• **THE TASKS**:
1) According to the article on link analysis tools, what share of the 215 websites examined blocked Ahrefsbot from crawling?
2) Please list every bot user-agent that the article on link analysis tools names in brackets.

• **DOCUMENT SECTION**:
There's Data Missing From Your Link Analysis Tools And Here's Why

There are several link tracking and analysis tools used by marketers and SEOs to measure the success of their campaigns. Moz, Majestic, Ahrefs, and SEMRush are some of the more popular tools used to track inbound links to a website. All of these tools have different methods for crawling and indexing the web using their own software known as a web spider, a crawler, or a bot. Often times tracking inbound links is done for the research or reporting stages of a link building campaign making this data very important to proving impact to the c-suite, managers, or clients.

In this post I’ll be examining what data might be missing from different link tools and why that data is missing.

My interest in this started when I noticed links from Reddit were not appearing in my Majestic link reports. It turns out major websites around the web have blocked many crawler bots, including link analysis tools. To figure out who was blocked from crawling which website I used the top 100 list of USA websites on Similar Web, a list of top news websites from Feedspot, and a few websites not on either list I was curious about such as D Magazine for a total of 215 top websites. I then examined the robots.txt file on all of the websites from these lists and notated which link tool was likely blocked from which websites to help understand why links might be missing from a certain tool’s index.

TL;DR

Many SEO tool crawlers have been blocked in full or partially by major websites. Meaning if those websites linked to you, there’s a chance you’ll never know and you may need to use more than one tool provider or other methods to track links from these websites.

Key Findings

The most frequently blocked bot was [Ahrefsbot] by Ahrefs, which was blocked from crawling 8.8% of the 215 websites examined. Next up was Majestic’s [MJ12bot] which is unable to crawl 7.4% of the websites, [SEMRushbot] from SEMRush is blocked from 4.65% of websites, and Moz’s [rogerbot] is the least blocked being unable to crawl 4.18% of the 215 websites examined.

Ahrefs has been blocked specifically by publishing websites like the Daily Mail and Newsmax.com. Majestic has been blocked specifically from crawling large websites like Reddit and Wikipedia.

About the following information

Below I examine robots.txt files to see what websites these 4 link analysis tools are blocked from crawling:

Ahrefs
Majestic
Moz
SEMRush

Anything in brackets below [] is the user-agent of a website or service (i.e. the name of their bot as shown in server logs).

[Point-based annotation data]
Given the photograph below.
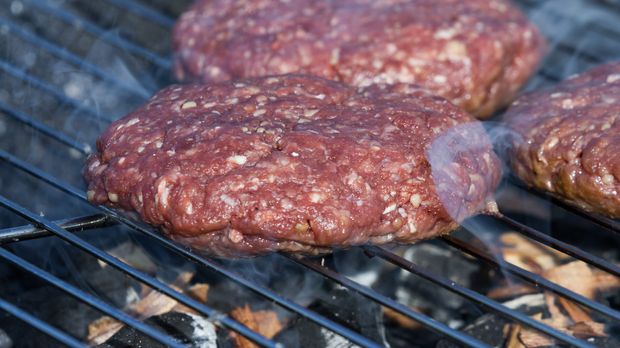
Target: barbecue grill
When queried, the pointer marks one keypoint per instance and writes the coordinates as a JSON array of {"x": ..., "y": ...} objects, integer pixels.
[{"x": 59, "y": 89}]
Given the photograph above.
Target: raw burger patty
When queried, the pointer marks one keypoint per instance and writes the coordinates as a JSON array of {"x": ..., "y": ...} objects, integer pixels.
[
  {"x": 475, "y": 53},
  {"x": 294, "y": 163},
  {"x": 568, "y": 139}
]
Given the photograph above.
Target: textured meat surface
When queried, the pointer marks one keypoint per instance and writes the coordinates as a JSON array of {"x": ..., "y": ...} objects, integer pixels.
[
  {"x": 568, "y": 139},
  {"x": 294, "y": 163},
  {"x": 476, "y": 53}
]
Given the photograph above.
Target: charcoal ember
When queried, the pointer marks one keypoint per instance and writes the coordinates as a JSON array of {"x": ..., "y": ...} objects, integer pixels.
[
  {"x": 186, "y": 328},
  {"x": 342, "y": 306}
]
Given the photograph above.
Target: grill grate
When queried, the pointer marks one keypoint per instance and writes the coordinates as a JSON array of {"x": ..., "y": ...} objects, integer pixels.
[{"x": 42, "y": 227}]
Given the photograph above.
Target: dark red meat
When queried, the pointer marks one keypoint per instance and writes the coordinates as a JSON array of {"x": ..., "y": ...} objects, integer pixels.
[
  {"x": 475, "y": 53},
  {"x": 294, "y": 163},
  {"x": 568, "y": 139}
]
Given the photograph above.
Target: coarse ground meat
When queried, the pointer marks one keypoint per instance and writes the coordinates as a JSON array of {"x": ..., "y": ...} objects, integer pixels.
[
  {"x": 568, "y": 139},
  {"x": 475, "y": 53},
  {"x": 294, "y": 163}
]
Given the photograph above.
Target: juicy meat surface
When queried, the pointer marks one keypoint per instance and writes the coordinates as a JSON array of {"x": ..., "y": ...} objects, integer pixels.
[
  {"x": 294, "y": 163},
  {"x": 568, "y": 139},
  {"x": 475, "y": 53}
]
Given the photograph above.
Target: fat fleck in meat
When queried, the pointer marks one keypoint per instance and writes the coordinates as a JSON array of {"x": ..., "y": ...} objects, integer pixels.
[
  {"x": 568, "y": 139},
  {"x": 293, "y": 163},
  {"x": 475, "y": 53}
]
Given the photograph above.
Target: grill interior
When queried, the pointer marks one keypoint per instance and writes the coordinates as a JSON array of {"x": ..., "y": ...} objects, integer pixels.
[{"x": 71, "y": 67}]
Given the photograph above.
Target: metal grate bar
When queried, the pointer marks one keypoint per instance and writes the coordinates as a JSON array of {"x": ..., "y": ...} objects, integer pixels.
[
  {"x": 63, "y": 54},
  {"x": 530, "y": 277},
  {"x": 353, "y": 336},
  {"x": 41, "y": 325},
  {"x": 43, "y": 128},
  {"x": 561, "y": 246},
  {"x": 388, "y": 302},
  {"x": 47, "y": 88},
  {"x": 87, "y": 298},
  {"x": 101, "y": 33},
  {"x": 144, "y": 12},
  {"x": 134, "y": 273},
  {"x": 17, "y": 234},
  {"x": 475, "y": 297}
]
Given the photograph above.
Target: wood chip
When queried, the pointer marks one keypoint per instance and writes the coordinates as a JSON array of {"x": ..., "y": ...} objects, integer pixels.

• **TASK RESPONSES**:
1) 8.8%

2) Ahrefsbot, MJ12bot, SEMRushbot, rogerbot